**WHAT YOU NEED TO DO:** Omit the images, then print each record below exactly as it reads.

•••••

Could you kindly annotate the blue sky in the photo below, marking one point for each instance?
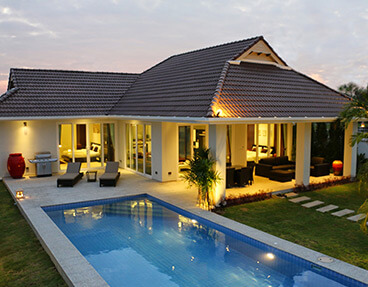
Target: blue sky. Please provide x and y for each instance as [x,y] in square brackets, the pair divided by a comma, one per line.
[325,39]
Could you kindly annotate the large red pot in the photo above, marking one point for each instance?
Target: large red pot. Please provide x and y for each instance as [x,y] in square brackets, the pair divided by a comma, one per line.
[337,167]
[16,165]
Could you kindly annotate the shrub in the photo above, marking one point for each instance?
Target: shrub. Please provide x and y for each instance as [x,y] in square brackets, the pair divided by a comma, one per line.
[320,185]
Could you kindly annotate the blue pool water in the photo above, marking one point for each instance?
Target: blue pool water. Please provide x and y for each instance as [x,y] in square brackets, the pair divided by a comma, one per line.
[142,241]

•••••

**CORRECT OUTPUT:**
Could you kindly annotate the blue sky in the photo below, marking one point for each instance?
Target: blue sky. Please provide x and y for each instance as [x,y] in square brackets, the pair divided by a comma, one per line.
[325,39]
Could you kindly annotate the large red pot in the photo above, marking one point for each instance?
Target: large red pot. Please provide x and y for each instance as [x,y] in square brackets, the pair divided by a comma, one per line.
[337,167]
[16,165]
Could you kindly annotate the shrub in the photo above, marking one point for each instance?
Target: shrub. Please provide x and y for each instance as [x,y] in square brackets, the pair divided by a comma, one per line.
[320,185]
Could you kindly annotate the blue pool water in the photo above, marking one point for each instance?
Target: blue pool water. Please provide x and y for each instance as [x,y] in square brackets, the pair divided by a comma, one per line.
[142,241]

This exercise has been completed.